PASSAGE FOR REVIEW:

*** Begin section ***

Does Gender Matter?

Marriage is much more than a simple legal convention or social tradition.

Humanity knows many different forms of relationships: close friendships, cousins, aunts and uncles, and nieces and nephews, brothers and sisters. Why is it that every society throughout human history has favored the relationship between a man and a woman who commit to one another? And why is it that this unique relationship is called “marriage,” and nothing else is?

Anthropologist Claude Levi-Strauss calls marriage “a social institution with a biological foundation”. He notes that throughout recorded history the human family has been “based on a union, more or less durable, but socially approved, of two individuals of opposite sexes who establish a household and bear and raise children.”

Marriage provides a stable, nurturing relationship for both husband and wife, and for any children they bear, by reinforcing and disciplining human biology, in the interests of society.

After all, while not all marriages result in reproduction, the conception of human life requires both a male and female. As children require prolonged nurturing, it is in the vested interest of society to encourage stable and healthy marriages in which this nurture can take place.

The timeless anthropological purpose of marriage is to unite a male and a female to each other and to their child. Historically this has been important for the protection of the pregnant woman and vulnerable children, as well as for the economic viability of the family unit.

Advocates of same-sex marriage argue, in defiance of nature, that marriage is not related to mammalian biology and raising young, but is just about any two adults with an ‘emotional commitment’.

For example, the prominent homosexual advocate, Andrew Sullivan, writes that the essence of marriage “is not breeding” but instead “a unique and profound friendship”. A Washington superior court judge in 2004, ruling in favour of same-sex marriage, could only offer this limp definition: “To ‘marry’ means to join together in a close and permanent way”; that marriage is “a close personal commitment” that is “intended to be permanent” and which is “spiritually significant”.

But this vague sentimentality applies to many different adult relationships, and says nothing specifically of marriage.

As marriage expert David Blankenhorn comments:

I have a number of profound friendships and some intense personal commitments, all of which seem to me to be emotional enterprises. I am involved in a number of mutually supportive relationships, many of which, I am sure, enhance social stability. But none of this information tells you to whom I am married or why.

It is, therefore, anthropologically inadequate, to assert that marriage is all about “love and commitment” between any two adults, unrelated to biology and the responsibility to nurture children.

Even the libertarian philosopher Bertrand Russell acknowledged “It is through children alone that sexual relations become of importance to society, and worthy to be taken cognizance of by a legal institution.”

While same-sex relationships may be a significant private relationship, to be treated with neighbourly respect by all, they cannot give rise to children, so are of no institutional importance to society.

If intimate sexual relations did not have the momentous consequence of creating a child who needs stable care over prolonged periods, there would be no incentive for a legal institution of ‘marriage’ as society does not involve itself in the regulation of friendships. Society would mind its own business.

Marriage within society is all about gender. Society would cease to exist without the procreation of children, and intimate sexual relations can indeed create a child who needs stable care over a prolonged period. Therefore, society encourages the strength, health and longevity of such relationships.

*** End section ***

PROBLEM SET:
1. Answer these questions from the article on marriage and gender.
(a) What does anthropologist Claude Levi-Strauss call marriage?
(b) In what year did a Washington superior court judge rule in favor of same-sex marriage?
(c) Which libertarian philosopher does the article quote?
2. Copy the article on marriage and gender, beginning at the words "The timeless anthropological" and stopping after "an ‘emotional commitment’.", and substitute "expectant mother" for "pregnant woman".
The listing that comes next has no connection to the article on marriage and gender.

RECORD SET:
*** Begin section ***

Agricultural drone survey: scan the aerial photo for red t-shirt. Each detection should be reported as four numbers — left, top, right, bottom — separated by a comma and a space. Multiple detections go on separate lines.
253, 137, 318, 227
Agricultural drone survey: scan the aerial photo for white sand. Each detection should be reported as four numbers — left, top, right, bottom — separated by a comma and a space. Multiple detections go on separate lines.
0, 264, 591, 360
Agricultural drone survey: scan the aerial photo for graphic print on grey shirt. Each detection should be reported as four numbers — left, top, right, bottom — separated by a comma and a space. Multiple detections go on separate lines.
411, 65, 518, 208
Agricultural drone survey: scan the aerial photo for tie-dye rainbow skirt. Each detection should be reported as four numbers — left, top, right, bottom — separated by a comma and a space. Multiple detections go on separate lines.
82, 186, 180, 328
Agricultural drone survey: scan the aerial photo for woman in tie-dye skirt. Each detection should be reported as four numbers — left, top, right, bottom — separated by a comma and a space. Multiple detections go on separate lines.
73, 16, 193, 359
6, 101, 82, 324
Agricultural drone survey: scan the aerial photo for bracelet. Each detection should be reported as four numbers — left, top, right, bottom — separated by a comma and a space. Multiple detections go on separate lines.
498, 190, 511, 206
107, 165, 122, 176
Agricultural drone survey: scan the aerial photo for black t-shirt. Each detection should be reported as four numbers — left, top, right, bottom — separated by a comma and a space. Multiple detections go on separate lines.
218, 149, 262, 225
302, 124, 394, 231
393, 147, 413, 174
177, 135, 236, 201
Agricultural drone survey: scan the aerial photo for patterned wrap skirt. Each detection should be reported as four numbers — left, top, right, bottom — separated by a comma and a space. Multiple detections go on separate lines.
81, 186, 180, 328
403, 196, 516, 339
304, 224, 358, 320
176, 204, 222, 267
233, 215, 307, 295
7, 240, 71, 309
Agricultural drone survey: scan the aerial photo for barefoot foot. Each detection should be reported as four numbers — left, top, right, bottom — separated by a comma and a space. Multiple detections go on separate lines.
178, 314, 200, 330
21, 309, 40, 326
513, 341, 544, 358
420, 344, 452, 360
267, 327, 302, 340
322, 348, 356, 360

*** End section ***

COMPLETED EXERCISE:
1.
(a) He calls it "a social institution with a biological foundation."
(b) 2004
(c) Bertrand Russell

2.
The timeless anthropological purpose of marriage is to unite a male and a female to each other and to their child. Historically this has been important for the protection of the expectant mother and vulnerable children, as well as for the economic viability of the family unit.

Advocates of same-sex marriage argue, in defiance of nature, that marriage is not related to mammalian biology and raising young, but is just about any two adults with an ‘emotional commitment’.